:: Aufgabe ::
Schreib alle folgenden Datensätze Zeile für Zeile unverändert ab. Lass die Bilder in deiner Antwort weg.

:: Material zur Aufgabe ::
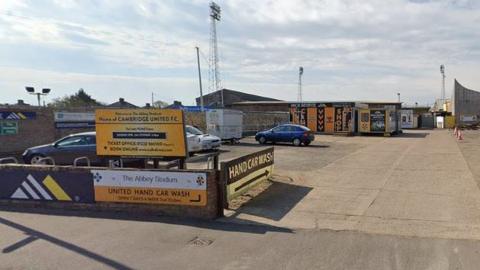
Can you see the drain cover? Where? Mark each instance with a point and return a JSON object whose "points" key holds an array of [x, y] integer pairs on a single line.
{"points": [[200, 242]]}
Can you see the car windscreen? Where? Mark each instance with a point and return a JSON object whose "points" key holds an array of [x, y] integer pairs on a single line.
{"points": [[302, 128], [193, 130]]}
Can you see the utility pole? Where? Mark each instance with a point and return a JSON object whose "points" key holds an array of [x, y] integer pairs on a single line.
{"points": [[214, 72], [300, 73], [442, 71], [199, 78]]}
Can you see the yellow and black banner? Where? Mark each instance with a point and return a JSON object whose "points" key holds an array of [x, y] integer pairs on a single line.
{"points": [[243, 173]]}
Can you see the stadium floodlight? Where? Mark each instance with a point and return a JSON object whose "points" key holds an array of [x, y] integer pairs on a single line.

:: Ergebnis ::
Can you see the drain cover? Where? Mark each instance with a point and return a JSON object whose "points" key holds an array of [x, y] integer pairs on a single line.
{"points": [[200, 242]]}
Can you see the car windscreen? Where? Mark each instance with a point and return a JSON object whose "points" key holds an array of [x, y] integer pairs on a single line.
{"points": [[302, 128], [193, 130]]}
Can you see the utility pole? Where? Mark each instance with a point and return a JSON object whose "points" key holds an array of [x, y] integer pairs on a single line.
{"points": [[214, 72], [300, 73], [442, 71], [199, 78]]}
Can you see the yellow and black banner? Where? Mark each instance with a point and return a JSON object whose "points" key holds an array of [x, y] integer pairs on a single line.
{"points": [[243, 173]]}
Can you see the stadium floodlight? Where? Mark each instance with a point and return a JSON object whose "points" key holds an array of [x, y] integer pairs on a single line.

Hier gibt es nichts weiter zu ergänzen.